● SHORT PROBLEM:
Extract every line of the listing that contains the string "toilet", and copy each one in full.

● DATA PROVIDED:
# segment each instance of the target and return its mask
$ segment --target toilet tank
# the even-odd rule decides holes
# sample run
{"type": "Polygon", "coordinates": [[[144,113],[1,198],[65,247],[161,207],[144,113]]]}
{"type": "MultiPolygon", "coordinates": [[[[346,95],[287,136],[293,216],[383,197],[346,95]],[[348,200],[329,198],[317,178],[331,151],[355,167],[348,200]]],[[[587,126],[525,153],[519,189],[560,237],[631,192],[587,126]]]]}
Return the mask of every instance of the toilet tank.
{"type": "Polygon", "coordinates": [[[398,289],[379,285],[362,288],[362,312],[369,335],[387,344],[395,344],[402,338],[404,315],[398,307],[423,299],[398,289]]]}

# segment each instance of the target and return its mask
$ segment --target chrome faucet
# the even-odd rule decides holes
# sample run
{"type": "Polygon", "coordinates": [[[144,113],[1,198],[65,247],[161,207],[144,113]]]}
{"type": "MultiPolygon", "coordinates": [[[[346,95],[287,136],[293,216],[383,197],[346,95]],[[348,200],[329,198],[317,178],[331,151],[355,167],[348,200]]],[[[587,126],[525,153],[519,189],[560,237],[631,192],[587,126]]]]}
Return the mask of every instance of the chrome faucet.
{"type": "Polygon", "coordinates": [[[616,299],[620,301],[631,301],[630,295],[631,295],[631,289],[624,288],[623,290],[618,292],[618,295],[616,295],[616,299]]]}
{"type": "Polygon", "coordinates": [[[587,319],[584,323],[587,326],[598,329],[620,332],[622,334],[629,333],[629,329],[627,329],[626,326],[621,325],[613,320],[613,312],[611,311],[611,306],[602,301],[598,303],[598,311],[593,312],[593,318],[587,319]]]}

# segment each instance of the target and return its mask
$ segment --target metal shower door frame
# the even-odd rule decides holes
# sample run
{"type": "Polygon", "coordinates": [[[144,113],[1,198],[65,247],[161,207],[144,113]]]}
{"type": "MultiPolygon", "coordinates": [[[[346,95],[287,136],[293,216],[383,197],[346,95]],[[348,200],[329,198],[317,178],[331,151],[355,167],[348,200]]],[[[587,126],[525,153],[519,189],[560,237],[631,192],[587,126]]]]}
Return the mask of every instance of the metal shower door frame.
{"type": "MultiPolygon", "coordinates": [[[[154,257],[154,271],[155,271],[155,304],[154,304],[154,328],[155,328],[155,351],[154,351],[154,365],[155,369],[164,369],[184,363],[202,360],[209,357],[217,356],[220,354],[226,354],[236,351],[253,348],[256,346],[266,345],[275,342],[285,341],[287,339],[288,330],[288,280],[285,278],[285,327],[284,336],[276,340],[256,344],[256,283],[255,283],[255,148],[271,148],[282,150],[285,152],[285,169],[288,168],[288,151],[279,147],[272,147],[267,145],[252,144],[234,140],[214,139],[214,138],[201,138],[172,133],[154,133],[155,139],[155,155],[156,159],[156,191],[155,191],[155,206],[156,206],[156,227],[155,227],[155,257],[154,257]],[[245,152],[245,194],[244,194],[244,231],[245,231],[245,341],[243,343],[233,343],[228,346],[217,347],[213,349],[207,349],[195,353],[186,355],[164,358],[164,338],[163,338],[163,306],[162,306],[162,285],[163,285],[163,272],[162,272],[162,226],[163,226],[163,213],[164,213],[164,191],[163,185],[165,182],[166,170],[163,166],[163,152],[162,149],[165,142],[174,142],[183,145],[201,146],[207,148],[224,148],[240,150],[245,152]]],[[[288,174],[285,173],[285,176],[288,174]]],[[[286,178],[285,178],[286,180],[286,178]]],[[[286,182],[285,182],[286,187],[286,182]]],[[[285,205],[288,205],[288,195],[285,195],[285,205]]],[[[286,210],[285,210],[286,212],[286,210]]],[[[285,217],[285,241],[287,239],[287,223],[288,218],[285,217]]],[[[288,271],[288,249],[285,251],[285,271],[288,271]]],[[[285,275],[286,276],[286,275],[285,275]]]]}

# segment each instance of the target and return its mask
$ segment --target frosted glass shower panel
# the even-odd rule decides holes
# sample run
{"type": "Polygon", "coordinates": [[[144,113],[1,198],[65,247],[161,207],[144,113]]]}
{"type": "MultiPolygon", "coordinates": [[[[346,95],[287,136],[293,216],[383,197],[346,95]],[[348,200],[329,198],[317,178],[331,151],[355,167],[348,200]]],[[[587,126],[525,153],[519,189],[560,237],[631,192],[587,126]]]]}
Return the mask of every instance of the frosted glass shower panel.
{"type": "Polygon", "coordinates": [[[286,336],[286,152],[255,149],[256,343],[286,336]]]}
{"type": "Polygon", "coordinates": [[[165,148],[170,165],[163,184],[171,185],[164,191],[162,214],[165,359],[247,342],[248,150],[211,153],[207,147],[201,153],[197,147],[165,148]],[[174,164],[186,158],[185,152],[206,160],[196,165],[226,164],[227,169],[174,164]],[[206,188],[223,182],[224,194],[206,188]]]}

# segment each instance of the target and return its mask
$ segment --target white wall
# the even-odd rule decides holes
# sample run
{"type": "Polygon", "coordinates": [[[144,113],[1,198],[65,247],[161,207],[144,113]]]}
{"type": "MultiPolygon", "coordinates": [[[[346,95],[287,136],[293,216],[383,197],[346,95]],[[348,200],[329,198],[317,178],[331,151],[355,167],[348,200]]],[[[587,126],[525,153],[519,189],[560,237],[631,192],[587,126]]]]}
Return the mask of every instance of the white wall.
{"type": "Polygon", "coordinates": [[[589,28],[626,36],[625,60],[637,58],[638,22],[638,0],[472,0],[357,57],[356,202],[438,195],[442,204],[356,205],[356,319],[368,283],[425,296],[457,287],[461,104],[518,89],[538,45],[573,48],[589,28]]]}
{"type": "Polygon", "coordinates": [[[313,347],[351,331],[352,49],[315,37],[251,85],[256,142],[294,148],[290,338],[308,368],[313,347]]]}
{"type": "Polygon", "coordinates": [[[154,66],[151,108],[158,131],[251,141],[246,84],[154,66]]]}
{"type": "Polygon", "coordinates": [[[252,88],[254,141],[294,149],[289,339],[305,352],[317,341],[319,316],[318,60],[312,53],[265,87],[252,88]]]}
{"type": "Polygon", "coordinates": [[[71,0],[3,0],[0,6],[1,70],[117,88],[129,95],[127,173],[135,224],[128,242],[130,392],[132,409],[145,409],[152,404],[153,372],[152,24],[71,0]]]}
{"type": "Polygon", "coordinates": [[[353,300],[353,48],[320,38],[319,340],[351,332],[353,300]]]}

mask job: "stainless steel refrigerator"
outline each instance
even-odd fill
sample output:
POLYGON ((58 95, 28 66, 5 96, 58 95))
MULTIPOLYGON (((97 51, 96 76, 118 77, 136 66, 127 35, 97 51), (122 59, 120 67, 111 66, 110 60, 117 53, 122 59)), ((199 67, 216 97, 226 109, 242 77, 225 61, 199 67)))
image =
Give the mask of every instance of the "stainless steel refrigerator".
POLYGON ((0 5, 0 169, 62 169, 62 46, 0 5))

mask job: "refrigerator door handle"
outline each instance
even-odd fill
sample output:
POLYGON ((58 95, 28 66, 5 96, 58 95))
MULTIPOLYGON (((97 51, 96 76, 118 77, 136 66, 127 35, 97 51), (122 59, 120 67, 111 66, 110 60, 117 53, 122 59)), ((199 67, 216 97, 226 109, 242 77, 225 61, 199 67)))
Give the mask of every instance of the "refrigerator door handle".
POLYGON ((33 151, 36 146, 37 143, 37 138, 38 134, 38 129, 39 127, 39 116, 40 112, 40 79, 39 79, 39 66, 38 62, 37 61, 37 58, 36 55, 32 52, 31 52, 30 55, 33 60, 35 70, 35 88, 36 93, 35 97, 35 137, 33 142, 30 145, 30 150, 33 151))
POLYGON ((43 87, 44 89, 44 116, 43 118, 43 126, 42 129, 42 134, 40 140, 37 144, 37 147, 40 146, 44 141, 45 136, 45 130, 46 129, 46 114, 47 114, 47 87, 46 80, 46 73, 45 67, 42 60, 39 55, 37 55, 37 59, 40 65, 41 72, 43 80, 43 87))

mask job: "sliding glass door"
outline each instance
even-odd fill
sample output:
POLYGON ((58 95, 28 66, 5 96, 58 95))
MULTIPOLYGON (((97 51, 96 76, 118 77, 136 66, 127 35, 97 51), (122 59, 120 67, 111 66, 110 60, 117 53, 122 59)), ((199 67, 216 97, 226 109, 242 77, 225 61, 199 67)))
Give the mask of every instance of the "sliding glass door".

● FINAL RESULT:
$ segment --target toilet tank
Return the mask of every instance of the toilet tank.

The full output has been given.